**TEXT BLOCK**.
What You Likely Need

Select options above to see your personalized compliance requirements.

Key Concepts for California Remote Employees

Card 1: Am I Hiring an Employee or Contractor?

California's ABC test presumes workers are employees. The burden is on you to prove otherwise.

The ABC Test (Labor Code Section 2750.3)

California codified the ABC test through AB 5. A worker is presumed to be an employee unless the hiring entity proves ALL THREE of the following:

ALL THREE Prongs Must Be Satisfied
A The worker is free from control and direction in performing the work, both under the contract and in fact.
B The worker performs work outside the usual course of the hiring entity's business.
C The worker is customarily engaged in an independently established trade, occupation, or business of the same nature.

SaaS-Specific Traps

  • "Contract developers" who work exclusively for you = likely employees
  • "Implementation consultants" who follow your processes = likely employees
  • "Fractional" executives working 20+ hours/week = classification risk
  • Anyone using your tools, following your methods, or working primarily for you fails Prong B or C
California Labor Code Section 2750.3
"For purposes of this code... a person providing labor or services for remuneration shall be considered an employee rather than an independent contractor unless the hiring entity demonstrates that all of the following conditions are satisfied..."
Misclassification Penalties (Labor Code Section 226.8)

**DATA EXCERPTS**.

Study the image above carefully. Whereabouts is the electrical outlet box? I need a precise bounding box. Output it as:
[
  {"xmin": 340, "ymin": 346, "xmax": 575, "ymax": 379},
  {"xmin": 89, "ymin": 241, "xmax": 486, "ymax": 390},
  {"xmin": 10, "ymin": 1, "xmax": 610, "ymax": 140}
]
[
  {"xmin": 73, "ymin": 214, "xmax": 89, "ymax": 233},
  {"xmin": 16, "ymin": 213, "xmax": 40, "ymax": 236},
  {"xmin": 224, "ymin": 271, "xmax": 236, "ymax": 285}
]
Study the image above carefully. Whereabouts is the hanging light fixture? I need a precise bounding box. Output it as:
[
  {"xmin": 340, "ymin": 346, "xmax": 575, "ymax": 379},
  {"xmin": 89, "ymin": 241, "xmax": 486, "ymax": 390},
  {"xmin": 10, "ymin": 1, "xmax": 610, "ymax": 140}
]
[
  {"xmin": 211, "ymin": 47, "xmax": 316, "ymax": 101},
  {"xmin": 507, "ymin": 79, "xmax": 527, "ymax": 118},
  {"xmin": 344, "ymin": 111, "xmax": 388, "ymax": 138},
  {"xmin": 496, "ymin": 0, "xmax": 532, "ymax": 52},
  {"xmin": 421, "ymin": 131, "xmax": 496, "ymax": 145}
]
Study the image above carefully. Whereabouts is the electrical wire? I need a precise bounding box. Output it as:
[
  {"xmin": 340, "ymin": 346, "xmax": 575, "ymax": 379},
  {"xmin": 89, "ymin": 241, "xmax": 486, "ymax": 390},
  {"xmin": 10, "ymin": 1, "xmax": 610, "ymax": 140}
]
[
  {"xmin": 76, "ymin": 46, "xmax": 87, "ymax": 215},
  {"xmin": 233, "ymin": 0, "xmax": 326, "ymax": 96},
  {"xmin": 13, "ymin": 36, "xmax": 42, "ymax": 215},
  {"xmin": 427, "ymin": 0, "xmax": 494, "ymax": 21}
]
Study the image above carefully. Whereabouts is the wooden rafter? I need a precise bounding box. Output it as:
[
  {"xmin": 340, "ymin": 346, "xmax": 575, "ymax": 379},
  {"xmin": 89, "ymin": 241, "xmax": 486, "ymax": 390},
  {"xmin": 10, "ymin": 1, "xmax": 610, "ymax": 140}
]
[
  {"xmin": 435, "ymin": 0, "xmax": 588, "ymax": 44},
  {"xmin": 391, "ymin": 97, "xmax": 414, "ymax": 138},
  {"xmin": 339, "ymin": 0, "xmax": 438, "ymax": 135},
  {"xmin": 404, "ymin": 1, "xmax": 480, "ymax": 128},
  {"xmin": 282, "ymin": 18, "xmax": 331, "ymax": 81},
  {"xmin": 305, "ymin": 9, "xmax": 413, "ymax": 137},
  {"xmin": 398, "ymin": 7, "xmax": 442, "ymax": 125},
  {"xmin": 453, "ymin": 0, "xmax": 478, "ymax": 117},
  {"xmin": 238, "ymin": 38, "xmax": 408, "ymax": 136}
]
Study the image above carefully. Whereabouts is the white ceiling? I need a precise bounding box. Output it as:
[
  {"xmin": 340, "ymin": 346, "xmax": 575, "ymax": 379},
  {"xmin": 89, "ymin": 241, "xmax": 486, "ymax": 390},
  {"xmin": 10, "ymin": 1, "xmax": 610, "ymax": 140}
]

**EXERCISE GOAL**. From the text on California worker classification, list each condition a hiring entity must prove under the ABC test for a worker not to be treated as an employee.

**RESPONSE BELOW**.
- A: The worker is free from control and direction in performing the work, both under the contract and in fact.
- B: The worker performs work outside the usual course of the hiring entity's business.
- C: The worker is customarily engaged in an independently established trade, occupation, or business of the same nature.